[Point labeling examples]
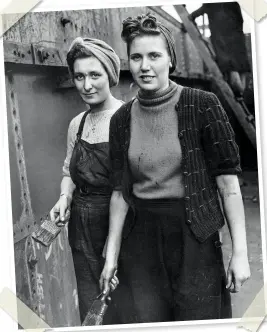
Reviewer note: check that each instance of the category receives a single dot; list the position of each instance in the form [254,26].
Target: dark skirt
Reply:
[88,229]
[170,275]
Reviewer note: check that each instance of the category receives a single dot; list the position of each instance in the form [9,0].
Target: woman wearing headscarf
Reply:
[171,149]
[85,188]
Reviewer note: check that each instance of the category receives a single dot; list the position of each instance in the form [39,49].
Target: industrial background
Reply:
[41,101]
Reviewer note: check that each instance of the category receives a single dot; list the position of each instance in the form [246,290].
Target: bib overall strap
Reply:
[80,130]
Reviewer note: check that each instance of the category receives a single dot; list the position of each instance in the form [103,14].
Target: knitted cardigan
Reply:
[208,150]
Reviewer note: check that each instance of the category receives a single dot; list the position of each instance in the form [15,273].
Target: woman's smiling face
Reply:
[91,80]
[149,62]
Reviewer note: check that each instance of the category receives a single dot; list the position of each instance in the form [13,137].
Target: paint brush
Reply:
[49,230]
[97,311]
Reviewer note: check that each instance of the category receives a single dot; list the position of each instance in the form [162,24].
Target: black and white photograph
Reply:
[133,152]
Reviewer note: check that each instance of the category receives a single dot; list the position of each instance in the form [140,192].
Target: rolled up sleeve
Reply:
[221,150]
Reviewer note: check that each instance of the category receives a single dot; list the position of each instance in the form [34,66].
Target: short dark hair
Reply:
[78,51]
[147,24]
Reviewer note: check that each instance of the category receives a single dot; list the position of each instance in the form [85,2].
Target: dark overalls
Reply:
[88,225]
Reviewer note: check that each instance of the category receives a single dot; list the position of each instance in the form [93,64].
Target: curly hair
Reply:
[147,24]
[78,51]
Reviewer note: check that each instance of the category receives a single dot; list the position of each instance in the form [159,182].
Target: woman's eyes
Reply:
[95,75]
[80,77]
[135,57]
[152,56]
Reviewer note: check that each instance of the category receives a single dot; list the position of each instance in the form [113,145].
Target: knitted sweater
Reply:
[208,150]
[155,152]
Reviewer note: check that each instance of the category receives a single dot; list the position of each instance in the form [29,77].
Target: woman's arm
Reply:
[60,208]
[196,13]
[238,270]
[67,186]
[117,215]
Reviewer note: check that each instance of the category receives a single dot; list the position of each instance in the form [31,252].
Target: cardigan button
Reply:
[218,244]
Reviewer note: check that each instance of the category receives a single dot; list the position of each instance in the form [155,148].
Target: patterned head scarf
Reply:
[104,53]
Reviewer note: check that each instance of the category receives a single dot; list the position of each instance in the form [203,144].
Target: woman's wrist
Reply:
[67,196]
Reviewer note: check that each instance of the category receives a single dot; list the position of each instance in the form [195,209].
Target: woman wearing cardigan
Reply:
[171,149]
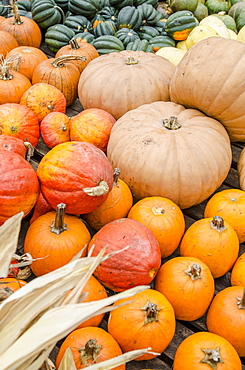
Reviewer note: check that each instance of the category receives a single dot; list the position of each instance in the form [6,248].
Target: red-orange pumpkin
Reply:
[136,265]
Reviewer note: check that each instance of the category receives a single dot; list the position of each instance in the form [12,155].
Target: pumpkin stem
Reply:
[212,357]
[217,223]
[116,174]
[17,19]
[131,60]
[60,61]
[171,123]
[30,150]
[194,271]
[241,301]
[58,226]
[151,312]
[98,190]
[89,352]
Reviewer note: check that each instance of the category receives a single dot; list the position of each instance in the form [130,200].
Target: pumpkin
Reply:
[25,30]
[230,205]
[117,204]
[188,284]
[78,172]
[205,350]
[77,46]
[44,98]
[60,73]
[12,84]
[30,57]
[136,265]
[171,137]
[140,78]
[55,129]
[19,121]
[95,291]
[54,238]
[196,84]
[229,306]
[89,346]
[93,126]
[164,218]
[19,187]
[211,240]
[146,320]
[7,42]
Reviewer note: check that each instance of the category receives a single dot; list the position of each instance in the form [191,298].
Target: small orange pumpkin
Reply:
[164,218]
[226,316]
[89,346]
[147,320]
[206,351]
[230,205]
[188,284]
[211,240]
[55,238]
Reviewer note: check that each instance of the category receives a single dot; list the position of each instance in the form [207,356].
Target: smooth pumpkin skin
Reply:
[69,168]
[226,319]
[189,298]
[137,265]
[20,122]
[139,139]
[136,84]
[78,338]
[230,205]
[130,324]
[19,187]
[191,350]
[200,85]
[211,242]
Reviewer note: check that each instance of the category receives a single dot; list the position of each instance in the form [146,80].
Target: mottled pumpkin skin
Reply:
[70,167]
[136,265]
[19,121]
[189,166]
[109,83]
[19,187]
[191,349]
[211,87]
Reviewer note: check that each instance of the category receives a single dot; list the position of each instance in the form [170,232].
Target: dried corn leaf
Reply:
[9,234]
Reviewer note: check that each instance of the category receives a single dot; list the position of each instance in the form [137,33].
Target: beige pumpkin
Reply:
[163,149]
[120,81]
[210,78]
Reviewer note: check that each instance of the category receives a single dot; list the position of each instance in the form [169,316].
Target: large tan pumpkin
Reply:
[210,77]
[120,81]
[163,149]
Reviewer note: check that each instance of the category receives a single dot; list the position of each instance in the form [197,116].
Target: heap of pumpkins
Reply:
[152,139]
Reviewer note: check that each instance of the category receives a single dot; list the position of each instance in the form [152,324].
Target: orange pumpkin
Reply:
[147,320]
[30,57]
[117,204]
[7,42]
[43,98]
[164,218]
[89,346]
[79,47]
[55,238]
[59,72]
[188,284]
[230,205]
[93,126]
[226,316]
[55,129]
[19,121]
[206,351]
[211,240]
[238,271]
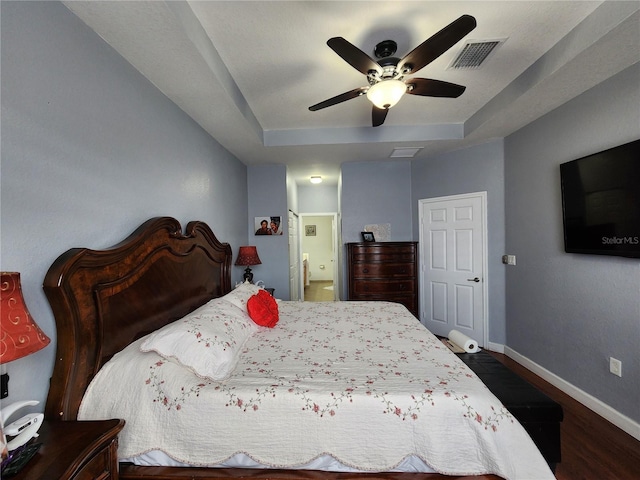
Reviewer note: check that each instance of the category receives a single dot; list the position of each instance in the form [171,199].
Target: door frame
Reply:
[334,241]
[485,255]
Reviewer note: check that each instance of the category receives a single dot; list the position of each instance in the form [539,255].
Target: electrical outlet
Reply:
[615,366]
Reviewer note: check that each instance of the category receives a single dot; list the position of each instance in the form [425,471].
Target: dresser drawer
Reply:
[98,468]
[383,287]
[374,270]
[401,255]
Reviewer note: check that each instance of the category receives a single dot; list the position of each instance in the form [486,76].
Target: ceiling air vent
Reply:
[473,53]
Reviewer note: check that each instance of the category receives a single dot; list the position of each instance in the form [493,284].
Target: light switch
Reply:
[509,259]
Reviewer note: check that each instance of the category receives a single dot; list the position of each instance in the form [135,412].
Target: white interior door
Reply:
[453,262]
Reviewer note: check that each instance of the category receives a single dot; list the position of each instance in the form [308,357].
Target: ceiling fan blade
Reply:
[353,55]
[436,45]
[433,88]
[343,97]
[378,115]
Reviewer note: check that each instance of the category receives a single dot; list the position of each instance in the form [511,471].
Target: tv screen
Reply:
[601,202]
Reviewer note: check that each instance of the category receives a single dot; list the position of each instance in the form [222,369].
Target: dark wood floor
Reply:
[592,447]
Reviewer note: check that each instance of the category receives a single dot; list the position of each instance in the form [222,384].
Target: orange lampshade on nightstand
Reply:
[248,256]
[19,334]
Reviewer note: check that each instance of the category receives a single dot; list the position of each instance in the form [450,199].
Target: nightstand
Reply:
[75,450]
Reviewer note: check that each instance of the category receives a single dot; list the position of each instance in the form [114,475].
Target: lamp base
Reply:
[248,275]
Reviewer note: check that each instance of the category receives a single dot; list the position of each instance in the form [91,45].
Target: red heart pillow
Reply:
[263,309]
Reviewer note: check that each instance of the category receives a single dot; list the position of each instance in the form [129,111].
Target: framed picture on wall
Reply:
[268,225]
[368,237]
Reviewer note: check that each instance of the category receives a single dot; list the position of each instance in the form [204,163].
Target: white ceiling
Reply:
[247,71]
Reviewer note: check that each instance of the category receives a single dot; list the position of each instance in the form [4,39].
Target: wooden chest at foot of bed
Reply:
[539,415]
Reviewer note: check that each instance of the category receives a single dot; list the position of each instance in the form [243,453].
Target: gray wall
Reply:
[376,192]
[571,312]
[267,186]
[90,150]
[318,198]
[476,169]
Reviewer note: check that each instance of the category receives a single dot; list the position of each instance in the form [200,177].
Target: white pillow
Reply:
[241,294]
[208,341]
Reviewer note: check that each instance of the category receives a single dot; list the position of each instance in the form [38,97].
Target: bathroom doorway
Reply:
[318,244]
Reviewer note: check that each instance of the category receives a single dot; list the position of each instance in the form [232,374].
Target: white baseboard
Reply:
[495,347]
[618,419]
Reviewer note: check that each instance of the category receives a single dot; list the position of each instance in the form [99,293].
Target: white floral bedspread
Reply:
[363,382]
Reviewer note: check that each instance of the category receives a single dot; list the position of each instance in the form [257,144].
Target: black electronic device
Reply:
[601,202]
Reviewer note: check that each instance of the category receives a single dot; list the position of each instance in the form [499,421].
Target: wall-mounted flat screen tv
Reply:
[601,202]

### [What you need to do]
Return only the lines running from the line with "the form [232,374]." to the last line of the records, both included, exactly as written.

### [Written response]
Reviewer note: check that each instance of the category receives a single dot; list the position of each instance in the form [232,374].
Target: white baseboard
Reply:
[495,347]
[618,419]
Reviewer note: check that each instance of the category receives a single dot; list the position of each instance in the form [99,293].
Target: white floral bedspread
Reply:
[363,382]
Reviewer note: check that each instance of the category receives a single dot; list the position of each instance in the form [257,144].
Target: black electronic device
Reply:
[601,202]
Reviewer note: check that each instance of the category receives a single dot; list the position of each instance in the form [499,421].
Target: wall-mounted flat screen tv
Reply:
[601,202]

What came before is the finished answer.